[Coordinate annotation listing]
::::::::
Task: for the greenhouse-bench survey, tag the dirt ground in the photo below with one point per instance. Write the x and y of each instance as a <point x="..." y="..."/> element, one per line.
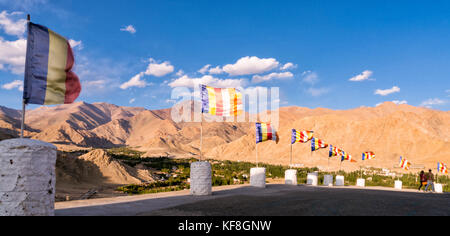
<point x="320" y="202"/>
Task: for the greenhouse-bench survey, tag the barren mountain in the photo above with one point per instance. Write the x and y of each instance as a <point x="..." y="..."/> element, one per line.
<point x="421" y="135"/>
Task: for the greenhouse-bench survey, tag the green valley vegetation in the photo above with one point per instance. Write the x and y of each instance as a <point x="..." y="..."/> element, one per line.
<point x="173" y="174"/>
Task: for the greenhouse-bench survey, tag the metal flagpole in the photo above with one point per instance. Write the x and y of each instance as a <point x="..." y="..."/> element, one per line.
<point x="201" y="138"/>
<point x="256" y="148"/>
<point x="292" y="146"/>
<point x="22" y="125"/>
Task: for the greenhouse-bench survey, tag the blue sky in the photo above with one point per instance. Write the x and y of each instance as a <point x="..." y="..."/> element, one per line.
<point x="333" y="54"/>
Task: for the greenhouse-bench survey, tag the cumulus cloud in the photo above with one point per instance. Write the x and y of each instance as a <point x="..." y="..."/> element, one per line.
<point x="11" y="26"/>
<point x="310" y="77"/>
<point x="157" y="69"/>
<point x="365" y="75"/>
<point x="216" y="70"/>
<point x="186" y="81"/>
<point x="136" y="81"/>
<point x="204" y="69"/>
<point x="15" y="84"/>
<point x="386" y="92"/>
<point x="315" y="92"/>
<point x="259" y="79"/>
<point x="76" y="44"/>
<point x="130" y="29"/>
<point x="288" y="66"/>
<point x="432" y="102"/>
<point x="180" y="73"/>
<point x="251" y="65"/>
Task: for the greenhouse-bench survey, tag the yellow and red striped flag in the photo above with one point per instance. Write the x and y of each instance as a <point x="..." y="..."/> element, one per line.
<point x="225" y="102"/>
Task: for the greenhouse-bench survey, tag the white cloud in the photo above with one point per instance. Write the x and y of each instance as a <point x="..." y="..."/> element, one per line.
<point x="251" y="65"/>
<point x="288" y="65"/>
<point x="186" y="81"/>
<point x="76" y="44"/>
<point x="315" y="92"/>
<point x="432" y="102"/>
<point x="135" y="82"/>
<point x="363" y="76"/>
<point x="11" y="27"/>
<point x="12" y="55"/>
<point x="129" y="29"/>
<point x="180" y="73"/>
<point x="386" y="92"/>
<point x="204" y="69"/>
<point x="159" y="70"/>
<point x="259" y="79"/>
<point x="216" y="70"/>
<point x="310" y="77"/>
<point x="15" y="84"/>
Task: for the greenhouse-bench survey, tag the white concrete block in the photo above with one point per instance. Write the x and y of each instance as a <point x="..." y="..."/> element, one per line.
<point x="258" y="177"/>
<point x="361" y="182"/>
<point x="290" y="177"/>
<point x="200" y="179"/>
<point x="27" y="182"/>
<point x="312" y="179"/>
<point x="438" y="188"/>
<point x="398" y="184"/>
<point x="328" y="180"/>
<point x="340" y="180"/>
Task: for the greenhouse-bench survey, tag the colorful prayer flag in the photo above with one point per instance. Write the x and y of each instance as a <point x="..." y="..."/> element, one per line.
<point x="405" y="164"/>
<point x="333" y="151"/>
<point x="301" y="136"/>
<point x="442" y="168"/>
<point x="49" y="61"/>
<point x="368" y="156"/>
<point x="317" y="144"/>
<point x="265" y="132"/>
<point x="221" y="101"/>
<point x="347" y="157"/>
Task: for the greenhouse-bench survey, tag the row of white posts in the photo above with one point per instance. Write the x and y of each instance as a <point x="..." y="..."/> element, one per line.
<point x="27" y="178"/>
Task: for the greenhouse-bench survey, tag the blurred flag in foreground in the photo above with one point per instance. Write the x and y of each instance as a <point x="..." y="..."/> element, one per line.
<point x="265" y="132"/>
<point x="442" y="168"/>
<point x="301" y="136"/>
<point x="368" y="155"/>
<point x="405" y="164"/>
<point x="48" y="68"/>
<point x="221" y="102"/>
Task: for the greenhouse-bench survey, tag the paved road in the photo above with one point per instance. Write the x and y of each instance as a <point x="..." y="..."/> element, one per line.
<point x="275" y="200"/>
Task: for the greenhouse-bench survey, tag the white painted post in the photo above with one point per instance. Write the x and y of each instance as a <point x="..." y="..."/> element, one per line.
<point x="27" y="182"/>
<point x="201" y="182"/>
<point x="258" y="177"/>
<point x="398" y="184"/>
<point x="312" y="179"/>
<point x="328" y="180"/>
<point x="290" y="177"/>
<point x="361" y="182"/>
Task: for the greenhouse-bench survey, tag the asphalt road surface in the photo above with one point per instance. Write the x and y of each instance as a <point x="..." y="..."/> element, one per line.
<point x="274" y="200"/>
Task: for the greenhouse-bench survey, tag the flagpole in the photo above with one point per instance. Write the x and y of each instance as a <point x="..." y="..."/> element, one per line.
<point x="22" y="125"/>
<point x="201" y="138"/>
<point x="291" y="155"/>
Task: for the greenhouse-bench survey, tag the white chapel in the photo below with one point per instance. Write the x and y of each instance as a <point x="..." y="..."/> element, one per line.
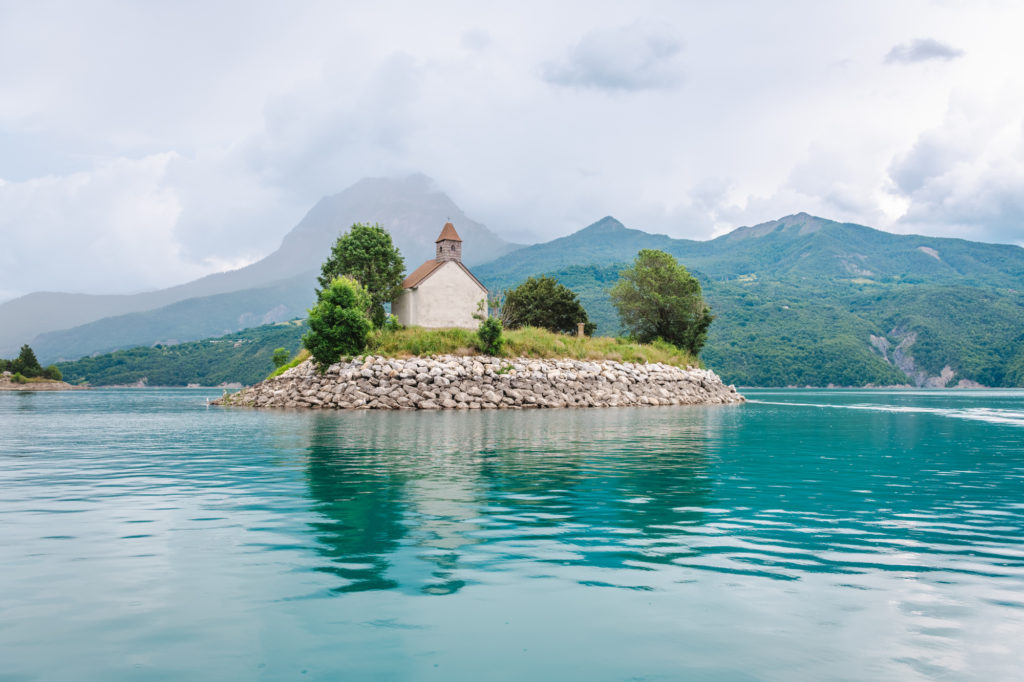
::::::::
> [WRITTEN REQUEST]
Count the lines in the listing above that contain the string "posts". Reply with the number alone.

> [THE OUTPUT]
1